> [Exercise brief]: Write a continuation of the August 29th, 2005 journal post, beginning after its last sentence.

- Old train of thought is fully operational!
- August 29th, 2005
And running at old speed, all the crazy ideas are finally back. There's some bits of wisdom I'm trying to live by, the main one being 'Can't please everyone all the time' this goes along nicely with 'If they don't like it, they can just piss off, I wanna do this for me'.
Coming to terms with the fact that I'm scared spitless half the time and learning from another guy that it's all right to be and that everyone else may be just as frightened.
I don't really hear anyone calling my name anymore, but now and again I'll feel something grab at my legs or someone is standing behind me. Neither of which are actually true, so I've traded auditory halluinations for the tactile ones for a time.
Yesterday I realized that money was just pieces of glofied paper and metal, I found this hilarious on the drive home from work, we should really bring back the bartering system. I want to pay for things in livestock and fruit.
Hrm, I borrowed Scott's box set DVD of Queer as Folk and I still have to get through it. I think about that kid and I can't help but smile; such a sweetheart.
Ricky is going to be a dad.
I'm *still* trying to digest this.

> [Excerpted records]:
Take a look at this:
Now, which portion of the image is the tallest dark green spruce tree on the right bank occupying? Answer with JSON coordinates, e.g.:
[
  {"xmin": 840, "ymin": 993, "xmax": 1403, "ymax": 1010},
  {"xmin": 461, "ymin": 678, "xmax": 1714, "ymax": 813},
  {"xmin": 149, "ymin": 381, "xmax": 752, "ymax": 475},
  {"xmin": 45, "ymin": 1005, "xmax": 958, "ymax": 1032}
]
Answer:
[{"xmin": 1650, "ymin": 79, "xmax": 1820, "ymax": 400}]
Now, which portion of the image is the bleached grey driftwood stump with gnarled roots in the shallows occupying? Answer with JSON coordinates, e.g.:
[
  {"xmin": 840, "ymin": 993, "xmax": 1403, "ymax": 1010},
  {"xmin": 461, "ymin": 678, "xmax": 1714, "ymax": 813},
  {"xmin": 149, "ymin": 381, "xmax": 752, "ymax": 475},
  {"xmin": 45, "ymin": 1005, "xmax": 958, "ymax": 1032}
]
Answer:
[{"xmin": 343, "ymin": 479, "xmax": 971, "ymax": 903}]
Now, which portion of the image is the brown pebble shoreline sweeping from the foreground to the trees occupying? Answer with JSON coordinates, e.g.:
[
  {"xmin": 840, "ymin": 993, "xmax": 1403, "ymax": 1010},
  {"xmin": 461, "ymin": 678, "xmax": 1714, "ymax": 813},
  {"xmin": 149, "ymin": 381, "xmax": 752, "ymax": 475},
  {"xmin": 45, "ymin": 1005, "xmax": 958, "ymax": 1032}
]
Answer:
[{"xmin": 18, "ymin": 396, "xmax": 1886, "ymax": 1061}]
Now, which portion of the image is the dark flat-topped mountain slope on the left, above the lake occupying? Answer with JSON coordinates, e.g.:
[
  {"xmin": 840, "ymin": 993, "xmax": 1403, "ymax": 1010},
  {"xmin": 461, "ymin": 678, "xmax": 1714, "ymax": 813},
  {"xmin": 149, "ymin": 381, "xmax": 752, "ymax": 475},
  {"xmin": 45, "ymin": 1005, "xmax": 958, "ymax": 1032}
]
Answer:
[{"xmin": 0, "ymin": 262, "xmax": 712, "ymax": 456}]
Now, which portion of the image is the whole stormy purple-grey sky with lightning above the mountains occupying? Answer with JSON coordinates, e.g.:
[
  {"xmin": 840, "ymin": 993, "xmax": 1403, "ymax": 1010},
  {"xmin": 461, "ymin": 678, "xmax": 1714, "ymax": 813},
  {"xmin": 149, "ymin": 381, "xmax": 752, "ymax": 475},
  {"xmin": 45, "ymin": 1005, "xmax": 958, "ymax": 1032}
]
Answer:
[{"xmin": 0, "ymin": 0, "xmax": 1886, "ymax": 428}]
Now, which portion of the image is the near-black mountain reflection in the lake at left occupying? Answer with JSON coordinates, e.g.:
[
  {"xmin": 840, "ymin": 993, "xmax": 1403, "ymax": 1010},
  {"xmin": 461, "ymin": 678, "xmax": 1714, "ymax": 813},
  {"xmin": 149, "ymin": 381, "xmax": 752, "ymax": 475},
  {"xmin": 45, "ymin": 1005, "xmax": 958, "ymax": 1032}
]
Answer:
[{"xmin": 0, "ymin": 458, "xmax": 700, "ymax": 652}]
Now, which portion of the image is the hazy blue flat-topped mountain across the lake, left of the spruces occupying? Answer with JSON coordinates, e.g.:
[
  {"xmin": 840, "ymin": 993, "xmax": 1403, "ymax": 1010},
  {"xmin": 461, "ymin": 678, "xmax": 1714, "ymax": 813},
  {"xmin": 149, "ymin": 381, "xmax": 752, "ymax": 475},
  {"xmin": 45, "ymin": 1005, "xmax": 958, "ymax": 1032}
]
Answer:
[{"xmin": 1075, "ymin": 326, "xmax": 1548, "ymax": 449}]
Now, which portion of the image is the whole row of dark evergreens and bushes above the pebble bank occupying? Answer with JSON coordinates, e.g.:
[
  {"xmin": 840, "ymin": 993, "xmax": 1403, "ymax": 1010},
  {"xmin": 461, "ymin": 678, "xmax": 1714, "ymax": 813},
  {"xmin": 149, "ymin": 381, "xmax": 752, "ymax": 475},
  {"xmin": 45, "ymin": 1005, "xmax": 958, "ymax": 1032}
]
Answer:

> [Answer for the task]:
Can't wait for V for Vendetta to come out, the comic was something of beauty but the movie's lighting isn't exactly capturing the mood. Too much of the Matrix mood into it, but then again it's the same guys directing it so...bollocks. But here's hoping, hm?
I'm hoping to get up to P-Town before school starts.
Don't know where I stand on the whole DeviantArt Jark and Spyed debacle, I want all the facts before I make up my mind.
My friend Dan's got a radio show on mondays at college, I got to go visit him and his sister at the show and check out all the vinyls and CDs. Ally (his sister) showed me a closet full of CDs that don't really get listened to and pulled out The Homos.
They keep the homos in the closet, but they might as well stay in there because the music utterly sucks.
Forgive the scattered musings but with the old thinking comes the erractic writing.
I should really get a comic out of what has happened in my head in the last few months, the benevolent and malevolent sides of myself have been warring and the inner child took quite the beating.
Huh, okay that's all I suppose.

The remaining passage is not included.